The input:
•••
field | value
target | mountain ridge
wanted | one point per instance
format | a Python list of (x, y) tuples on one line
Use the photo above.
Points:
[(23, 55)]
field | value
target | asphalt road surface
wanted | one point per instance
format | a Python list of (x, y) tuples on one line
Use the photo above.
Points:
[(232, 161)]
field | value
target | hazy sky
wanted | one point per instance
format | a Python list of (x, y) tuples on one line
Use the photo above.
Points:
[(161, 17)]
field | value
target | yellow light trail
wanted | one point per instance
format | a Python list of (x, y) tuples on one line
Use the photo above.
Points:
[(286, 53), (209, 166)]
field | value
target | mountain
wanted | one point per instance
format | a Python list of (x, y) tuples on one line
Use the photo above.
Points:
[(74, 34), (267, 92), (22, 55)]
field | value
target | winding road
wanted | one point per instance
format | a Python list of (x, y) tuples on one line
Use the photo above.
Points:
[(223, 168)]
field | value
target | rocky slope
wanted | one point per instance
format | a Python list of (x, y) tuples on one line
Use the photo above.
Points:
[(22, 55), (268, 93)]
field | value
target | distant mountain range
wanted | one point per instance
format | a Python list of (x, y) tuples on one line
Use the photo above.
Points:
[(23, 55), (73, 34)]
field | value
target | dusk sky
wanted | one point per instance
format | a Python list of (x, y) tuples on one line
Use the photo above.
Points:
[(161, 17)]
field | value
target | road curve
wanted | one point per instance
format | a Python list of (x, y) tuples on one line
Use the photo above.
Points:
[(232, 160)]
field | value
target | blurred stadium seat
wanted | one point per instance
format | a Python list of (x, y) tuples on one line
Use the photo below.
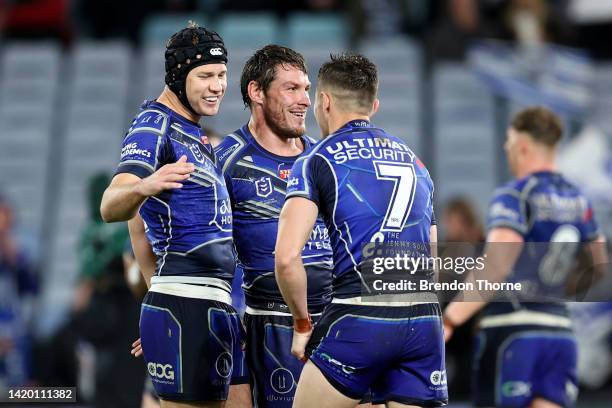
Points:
[(246, 31), (93, 123), (465, 132), (29, 81)]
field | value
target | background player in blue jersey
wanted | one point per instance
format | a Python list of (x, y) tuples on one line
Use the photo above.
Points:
[(189, 331), (526, 352), (256, 161), (369, 187)]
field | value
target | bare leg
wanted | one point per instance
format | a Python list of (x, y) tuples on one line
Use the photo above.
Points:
[(314, 391)]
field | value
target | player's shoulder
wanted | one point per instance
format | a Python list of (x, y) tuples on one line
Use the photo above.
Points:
[(151, 120), (230, 148)]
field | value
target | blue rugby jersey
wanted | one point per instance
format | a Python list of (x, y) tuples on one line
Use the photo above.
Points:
[(369, 187), (257, 182), (190, 229), (543, 208)]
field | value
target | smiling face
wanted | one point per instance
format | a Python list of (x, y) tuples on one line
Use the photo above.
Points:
[(206, 86), (286, 102)]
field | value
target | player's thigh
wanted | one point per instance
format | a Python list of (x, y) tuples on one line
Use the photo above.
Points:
[(239, 396), (314, 391), (393, 404), (186, 363), (542, 403)]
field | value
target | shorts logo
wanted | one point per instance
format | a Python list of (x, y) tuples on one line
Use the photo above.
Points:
[(516, 389), (224, 364), (163, 371), (438, 377), (282, 380), (263, 187)]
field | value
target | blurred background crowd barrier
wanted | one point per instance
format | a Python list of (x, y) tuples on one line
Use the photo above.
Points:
[(452, 72)]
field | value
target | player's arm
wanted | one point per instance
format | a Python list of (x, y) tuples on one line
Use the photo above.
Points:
[(126, 193), (599, 255), (145, 258), (503, 248), (296, 222), (591, 268)]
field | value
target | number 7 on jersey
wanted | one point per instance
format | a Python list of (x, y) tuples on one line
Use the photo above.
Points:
[(400, 202)]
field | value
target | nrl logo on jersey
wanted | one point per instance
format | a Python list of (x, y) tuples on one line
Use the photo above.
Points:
[(263, 186)]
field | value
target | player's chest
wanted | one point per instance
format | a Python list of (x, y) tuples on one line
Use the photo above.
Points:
[(260, 180)]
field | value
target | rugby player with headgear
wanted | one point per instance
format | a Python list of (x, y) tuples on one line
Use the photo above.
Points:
[(368, 186), (256, 160), (526, 352), (170, 175)]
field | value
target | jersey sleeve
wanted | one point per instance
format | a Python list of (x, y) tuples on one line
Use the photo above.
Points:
[(508, 210), (142, 146)]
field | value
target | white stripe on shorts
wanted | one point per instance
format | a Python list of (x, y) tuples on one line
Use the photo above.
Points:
[(192, 291), (522, 317)]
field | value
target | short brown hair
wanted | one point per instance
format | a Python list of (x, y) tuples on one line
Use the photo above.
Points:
[(352, 79), (261, 67), (540, 123)]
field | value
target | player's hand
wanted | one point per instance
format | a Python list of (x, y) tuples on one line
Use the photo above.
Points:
[(298, 344), (168, 177), (449, 329), (136, 348)]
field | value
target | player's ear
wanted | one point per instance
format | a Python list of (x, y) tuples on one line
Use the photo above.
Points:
[(255, 92), (375, 106), (325, 101)]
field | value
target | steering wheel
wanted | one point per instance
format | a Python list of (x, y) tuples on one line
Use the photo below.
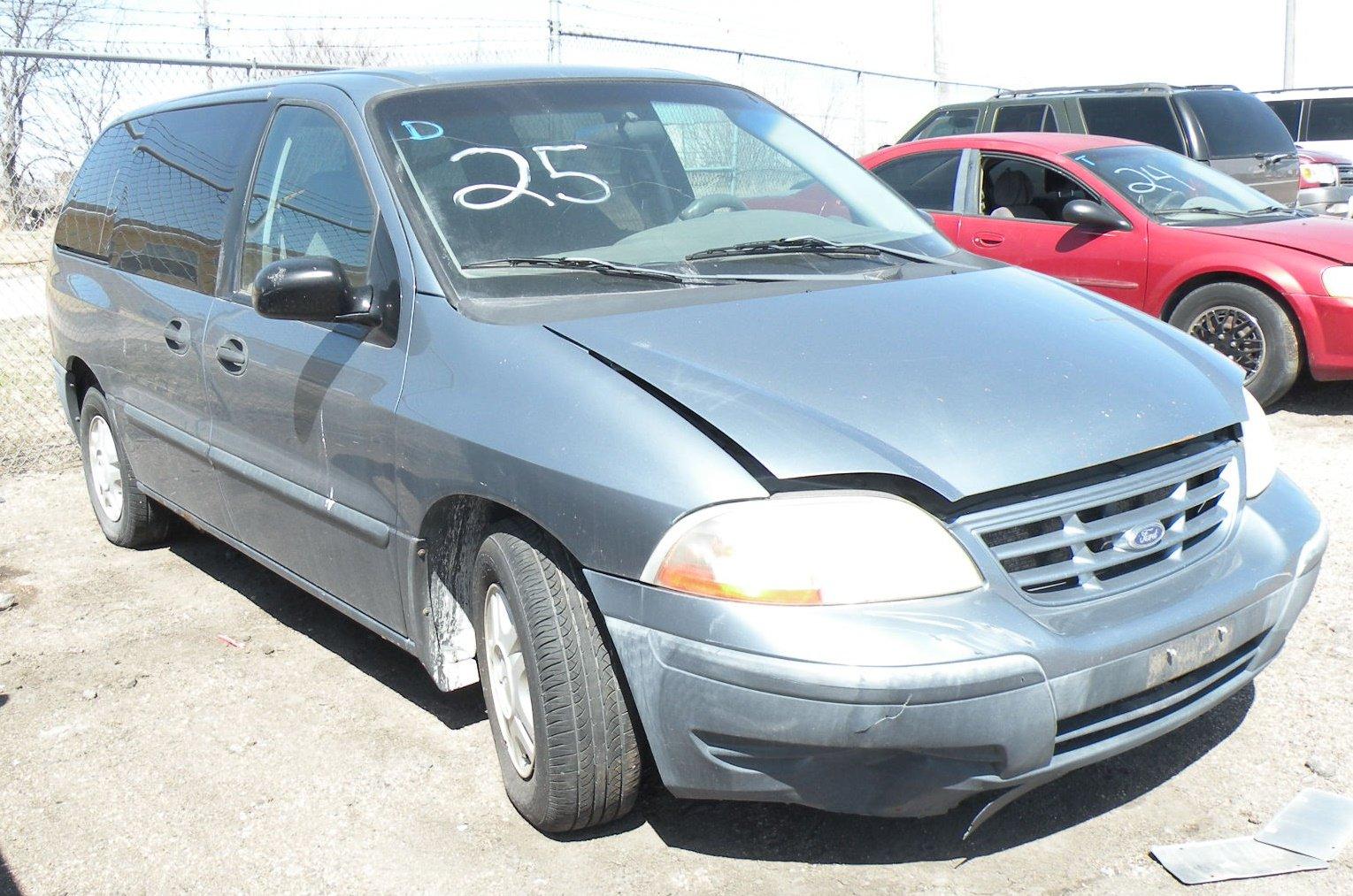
•••
To do: Pictures in the records above are to be left out of an otherwise exact copy.

The answer:
field | value
target | mountain ridge
wanted | one point per instance
format | a Python list of (x, y) tuples on one line
Use the photo above.
Points:
[(23, 55)]
field | value
target | asphalt road surface
wanted | one point per instance
format | a Python list of (x, y) tuples on one line
Use the photo above.
Points:
[(232, 161)]
field | value
target | hazy sky
wanted | one point per instance
format | a Python list of (x, y) tuples on one line
Use the photo above.
Points:
[(161, 17)]
field | value
target | yellow light trail
wanted | one point per instance
format | a Python list of (x, y) tuples on one line
Use the photo above.
Points:
[(286, 53), (209, 166)]
field | value
target | mountain
wanted | one point per instance
format | a Python list of (x, y) tuples on one line
Use the photo above.
Points:
[(74, 34), (267, 92), (22, 55)]
field | value
target | winding road
wanted | one point per instance
format | a Python list of (x, y) tuples on one line
Use the photo above.
Points:
[(223, 168)]
field | value
target | rocky slope
wanted | one point per instance
format | a Python list of (x, y) tuples on one line
Use the photo above.
Points:
[(22, 55), (268, 93)]
field | value
target | distant mountain range
wanted | one point per instance
format | a Python list of (x, y) tuples on one line
Use the photo above.
Points:
[(23, 55), (73, 34)]
field | value
target | dusk sky
wanted | one point per instance
format | a Python list of (x, y) tuples on one line
Use the photo above.
Points:
[(161, 17)]
field | value
target | road curve
wanted | one point per instance
format | a Python list of (x, y) tuples on one line
Use the photo above.
Points:
[(232, 160)]
field | value
target | blurred stadium seat
wanted | one point per instance
format | a Python list of (x, y) tuples on one line
Use the photo below.
Points:
[(246, 31), (93, 123), (465, 132), (29, 81)]
field | value
target | background player in blue jersey
wanted | one point per instance
format | a Python list of (x, y) tuples on one line
Use the photo above.
Points:
[(189, 331), (526, 352), (256, 161), (369, 187)]
field | value
target | bare leg
wanted | one point per instance
format | a Python list of (x, y) tuples on one line
Use the photo above.
Points:
[(314, 391)]
field | value
target | player's shoulder
wanted | one point per instance
format | a Python list of (x, y) tuples on one line
Use the photo above.
Points:
[(151, 120), (230, 148)]
field | value
target | blue rugby jersey
wanted | one point per instance
format | a Python list of (x, y) tuples on one line
Use the photo above.
Points:
[(369, 187), (257, 182), (190, 229), (543, 208)]
field | value
target | smiling face
wanted | one point per instance
format | a Python list of (x, y) tuples on one line
Use the photo above.
Points:
[(206, 86), (286, 102)]
field | value
target | player's thigh
wanted | one point per instance
format | a Python list of (x, y) tuples on one line
Use the photo above.
Points:
[(239, 396), (314, 391), (393, 404), (186, 363), (542, 403)]
field | value
target | shorts logo
wanted | one point per instance
format | a Python list of (x, y) tuples on one line
Use the photo above.
Points:
[(516, 389), (224, 364), (163, 371), (438, 377), (282, 380), (263, 187)]
field | value
target | blurred background crowd barrier
wanted | one point per instance
format | a Python list of (x, y) tuples on one line
Use the photo above.
Points:
[(452, 72)]
field | value
target | player's arm
wanted | one point per instance
format | a Python list of (x, y) tuples on one line
Use the photo above.
Points:
[(126, 193), (599, 255), (145, 258), (503, 248), (296, 222), (591, 268)]
field | value
target | number 7 on jersey
wanted | one point per instance
format | a Python list of (x, y) tuples on one line
Use the photo above.
Points:
[(400, 202)]
field | value
target | nrl logo on jersey
wanted | one point per instance
format | a Python list of (x, y) tuples on one line
Use the photo above.
Points:
[(263, 186)]
field | value
target | player's chest
wanted | one point per instance
format | a Python list of (x, y) tuples on one line
Use the photo above.
Points:
[(260, 180)]
field | value
target | rugby player with headgear
wanted | one point per instance
format | a Python list of (x, y) tuples on one line
Use the photo above.
Points:
[(368, 186), (256, 160), (526, 352), (170, 175)]
field | value
target | jersey sleeve
wanted | one point per instance
format | a Python list of (x, y) tuples on one line
Use the photo above.
Points:
[(508, 210), (142, 146)]
field | value
target | white stripe on shorts
wanted | one point per instance
format | a Python list of (x, y) tuples on one line
Use the photo above.
Points:
[(192, 291), (522, 317)]
field | value
target | short brown hair
wanted | one point per instance
format | a Python list of (x, y) tuples on one line
Use the photo above.
Points:
[(352, 79), (261, 67), (540, 123)]
field | value
target | player's hand
wanted | one point per instance
format | a Python list of (x, y) tuples on one line
Use the photo above.
Points:
[(298, 344), (168, 177), (449, 329), (136, 348)]
field | value
target | player's ear
wanted | one point per instance
format | a Python list of (x, y) tuples on one line
Use the photo above.
Points:
[(255, 92), (375, 106), (325, 101)]
field | value
target | steering wheel
wanted | one point per instance
format | a Python list of (x, y) tuples on one line
Use the photo below.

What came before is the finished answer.